Work instructions:
Reproduce every one of the rows below character for character, but omit the pictures.

:: Records for the task ::

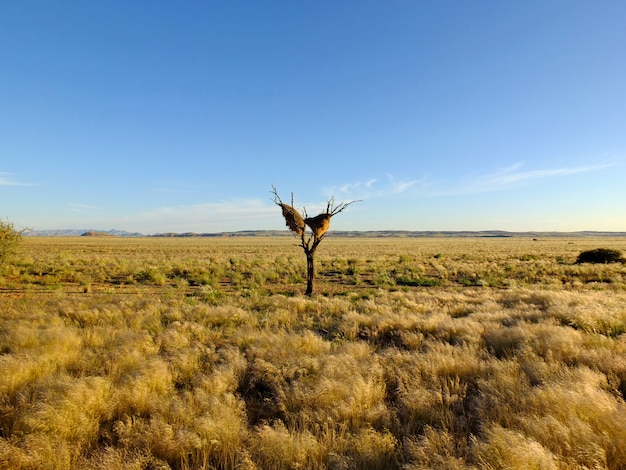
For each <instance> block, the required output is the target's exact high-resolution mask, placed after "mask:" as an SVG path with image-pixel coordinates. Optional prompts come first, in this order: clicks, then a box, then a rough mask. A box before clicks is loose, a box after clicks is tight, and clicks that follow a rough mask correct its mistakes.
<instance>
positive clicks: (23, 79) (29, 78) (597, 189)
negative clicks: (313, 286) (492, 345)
mask: <svg viewBox="0 0 626 470" xmlns="http://www.w3.org/2000/svg"><path fill="white" fill-rule="evenodd" d="M625 21H626V2H623V1H622V0H618V1H603V0H598V1H578V0H567V1H552V0H548V1H544V0H542V1H535V0H526V1H519V2H503V1H499V0H498V1H480V0H479V1H467V0H464V1H457V0H450V1H445V0H444V1H441V0H437V1H435V0H432V1H430V0H413V1H408V0H406V1H396V0H392V1H384V2H383V1H376V2H374V1H368V0H360V1H356V0H345V1H329V0H328V1H327V0H321V1H308V0H303V1H286V0H282V1H272V0H266V1H265V0H264V1H252V0H245V1H244V0H229V1H218V0H203V1H199V0H198V1H186V2H170V1H162V0H153V1H133V2H129V1H121V0H108V1H106V2H86V1H82V0H81V1H78V0H77V1H73V0H64V1H61V2H50V1H44V0H41V1H35V0H24V1H20V2H2V5H0V69H1V72H0V129H1V130H0V135H1V137H0V218H3V219H8V220H10V221H11V222H14V223H15V224H17V225H18V226H20V227H29V228H33V229H36V230H45V229H61V228H91V229H102V230H107V229H112V228H116V229H122V230H129V231H139V232H143V233H158V232H184V231H194V232H221V231H231V230H232V231H234V230H255V229H285V230H286V228H285V227H284V222H283V220H282V217H281V213H280V210H279V209H278V208H277V207H276V206H275V205H274V204H273V203H272V201H271V200H270V197H271V194H270V190H271V187H272V185H275V186H276V187H277V188H278V191H279V193H280V194H281V196H282V198H283V199H284V200H289V199H290V197H291V196H290V195H291V193H292V192H293V193H294V196H295V202H296V206H297V207H298V208H302V207H303V206H304V207H306V209H307V212H308V213H309V215H315V214H316V213H317V212H318V211H319V210H320V209H321V208H323V207H325V206H326V201H327V200H328V199H329V198H330V197H331V196H334V197H335V199H336V200H337V201H346V202H347V201H352V200H356V199H360V200H362V202H359V203H358V204H353V205H351V206H350V207H349V208H348V209H346V211H344V212H343V213H341V214H339V215H338V216H336V217H335V218H334V219H333V224H332V227H331V229H336V230H385V229H397V230H490V229H501V230H512V231H526V230H558V231H561V230H562V231H574V230H609V231H626V213H625V211H624V207H625V204H624V203H625V202H626V190H625V188H624V186H625V183H626V86H625V83H626V82H625V77H626V28H624V22H625Z"/></svg>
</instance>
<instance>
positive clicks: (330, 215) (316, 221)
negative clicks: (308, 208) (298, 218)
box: [304, 213, 332, 238]
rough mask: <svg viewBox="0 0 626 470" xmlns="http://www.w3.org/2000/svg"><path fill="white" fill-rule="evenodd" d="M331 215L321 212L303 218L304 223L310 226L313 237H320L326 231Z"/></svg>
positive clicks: (328, 225) (329, 224)
mask: <svg viewBox="0 0 626 470" xmlns="http://www.w3.org/2000/svg"><path fill="white" fill-rule="evenodd" d="M331 217H332V214H329V213H322V214H319V215H316V216H315V217H308V218H306V219H304V223H305V224H307V225H308V226H309V227H310V228H311V230H312V231H313V235H315V238H320V237H321V236H322V235H324V234H325V233H326V231H327V230H328V228H329V227H330V218H331Z"/></svg>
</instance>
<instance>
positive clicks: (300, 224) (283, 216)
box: [279, 203, 306, 236]
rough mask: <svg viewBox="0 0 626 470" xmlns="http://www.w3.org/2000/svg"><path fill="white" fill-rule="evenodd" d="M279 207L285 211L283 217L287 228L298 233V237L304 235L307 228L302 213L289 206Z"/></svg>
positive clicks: (282, 206)
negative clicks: (304, 232)
mask: <svg viewBox="0 0 626 470" xmlns="http://www.w3.org/2000/svg"><path fill="white" fill-rule="evenodd" d="M279 206H280V207H281V209H282V210H283V217H284V218H285V223H286V225H287V227H289V230H291V231H292V232H294V233H297V234H298V236H300V235H302V234H303V233H304V229H305V227H306V226H305V224H304V219H303V218H302V216H301V215H300V213H299V212H298V211H297V210H296V209H295V208H294V207H293V206H290V205H288V204H283V203H281V204H279Z"/></svg>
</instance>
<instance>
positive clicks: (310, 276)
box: [304, 250, 315, 296]
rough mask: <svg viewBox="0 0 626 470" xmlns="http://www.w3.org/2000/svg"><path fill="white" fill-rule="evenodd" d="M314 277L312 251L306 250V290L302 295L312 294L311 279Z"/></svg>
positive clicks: (311, 284) (313, 268)
mask: <svg viewBox="0 0 626 470" xmlns="http://www.w3.org/2000/svg"><path fill="white" fill-rule="evenodd" d="M314 279H315V265H314V264H313V252H312V251H310V250H307V251H306V292H305V293H304V295H308V296H311V295H312V294H313V281H314Z"/></svg>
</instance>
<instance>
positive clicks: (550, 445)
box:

:::

Answer to the exercise:
For each <instance> block, the required output is the target's exact high-resolution mask, placed after "mask:" as an SVG path with image-pixel coordinates. Optional prompts come first, in this order: clicks, then a box, then a rough mask. A box before clicks is loose, a box after clicks is tight, and clicks that follow a rough mask correct its mistakes.
<instance>
positive clicks: (23, 79) (29, 78) (597, 189)
negative clicks: (313, 286) (492, 345)
mask: <svg viewBox="0 0 626 470" xmlns="http://www.w3.org/2000/svg"><path fill="white" fill-rule="evenodd" d="M625 21H626V2H623V1H622V0H618V1H603V0H598V1H578V0H567V1H552V0H548V1H544V0H542V1H535V0H526V1H519V2H503V1H499V0H498V1H480V0H479V1H467V0H464V1H457V0H450V1H445V0H444V1H441V0H437V1H435V0H432V1H430V0H413V1H408V0H406V1H396V0H392V1H384V2H383V1H376V2H374V1H368V0H360V1H356V0H345V1H329V0H328V1H327V0H321V1H308V0H303V1H286V0H282V1H272V0H266V1H265V0H264V1H252V0H245V1H244V0H229V1H218V0H203V1H199V0H198V1H186V2H170V1H162V0H153V1H133V2H129V1H121V0H108V1H106V2H86V1H82V0H81V1H78V0H77V1H73V0H64V1H61V2H50V1H44V0H41V1H35V0H24V1H20V2H2V5H0V69H1V72H0V129H1V130H0V135H1V137H0V218H3V219H8V220H10V221H11V222H14V223H15V224H17V225H18V226H20V227H29V228H33V229H36V230H45V229H61V228H91V229H102V230H107V229H112V228H116V229H122V230H129V231H139V232H143V233H158V232H184V231H194V232H221V231H231V230H232V231H234V230H255V229H285V230H286V228H285V227H284V222H283V220H282V217H281V213H280V210H279V209H278V208H277V207H276V206H275V205H274V204H273V203H272V201H271V200H270V197H271V194H270V190H271V187H272V185H275V186H276V187H277V188H278V191H279V193H280V194H281V196H282V198H283V199H284V200H289V199H290V197H291V196H290V195H291V193H292V192H293V193H294V196H295V202H296V206H297V207H298V208H302V207H303V206H304V207H306V209H307V212H308V213H309V215H315V214H316V213H317V212H318V211H319V210H320V209H321V208H323V207H325V206H326V201H327V200H328V199H329V198H330V197H331V196H334V197H335V199H336V200H337V201H346V202H347V201H352V200H356V199H360V200H362V202H359V203H358V204H353V205H351V206H350V207H349V208H348V209H346V211H344V212H343V213H341V214H339V215H338V216H336V217H335V218H334V219H333V224H332V227H331V229H336V230H385V229H397V230H490V229H501V230H512V231H526V230H558V231H561V230H562V231H574V230H609V231H626V213H625V211H624V207H625V204H624V203H625V202H626V190H625V188H624V186H625V183H626V86H625V83H626V82H625V77H626V28H624V22H625Z"/></svg>
</instance>
<instance>
positive clicks: (330, 215) (316, 221)
negative clicks: (308, 208) (298, 218)
box: [304, 213, 332, 238]
rough mask: <svg viewBox="0 0 626 470" xmlns="http://www.w3.org/2000/svg"><path fill="white" fill-rule="evenodd" d="M331 215L321 212L303 218L304 223L310 226L313 237H320L326 231Z"/></svg>
positive clicks: (328, 225) (329, 224)
mask: <svg viewBox="0 0 626 470" xmlns="http://www.w3.org/2000/svg"><path fill="white" fill-rule="evenodd" d="M331 217H332V214H329V213H322V214H319V215H316V216H315V217H308V218H306V219H304V223H305V224H307V225H308V226H309V227H310V228H311V230H312V231H313V235H315V238H320V237H321V236H322V235H324V234H325V233H326V231H327V230H328V228H329V227H330V218H331Z"/></svg>
</instance>
<instance>
positive clicks: (300, 224) (283, 216)
box: [279, 203, 306, 236]
rough mask: <svg viewBox="0 0 626 470" xmlns="http://www.w3.org/2000/svg"><path fill="white" fill-rule="evenodd" d="M279 207L285 211L283 217L287 228L298 233V237L304 235L307 228L302 213L289 206Z"/></svg>
positive clicks: (282, 206)
negative clicks: (304, 232)
mask: <svg viewBox="0 0 626 470" xmlns="http://www.w3.org/2000/svg"><path fill="white" fill-rule="evenodd" d="M279 206H280V207H281V209H282V210H283V217H284V218H285V223H286V225H287V227H289V230H291V231H292V232H294V233H297V234H298V236H300V235H302V234H303V233H304V229H305V227H306V226H305V224H304V219H303V218H302V216H301V215H300V213H299V212H298V211H297V210H296V209H295V208H294V207H293V206H290V205H288V204H283V203H281V204H279Z"/></svg>
</instance>
<instance>
positive clicks: (310, 276)
box: [304, 250, 315, 296]
rough mask: <svg viewBox="0 0 626 470" xmlns="http://www.w3.org/2000/svg"><path fill="white" fill-rule="evenodd" d="M314 277L312 251L306 250V290L302 295L312 294L311 279Z"/></svg>
positive clicks: (311, 284) (313, 268)
mask: <svg viewBox="0 0 626 470" xmlns="http://www.w3.org/2000/svg"><path fill="white" fill-rule="evenodd" d="M314 279H315V265H314V264H313V252H312V251H310V250H307V251H306V292H305V293H304V295H308V296H311V295H312V294H313V281H314Z"/></svg>
</instance>
<instance>
positive clicks: (550, 445)
box:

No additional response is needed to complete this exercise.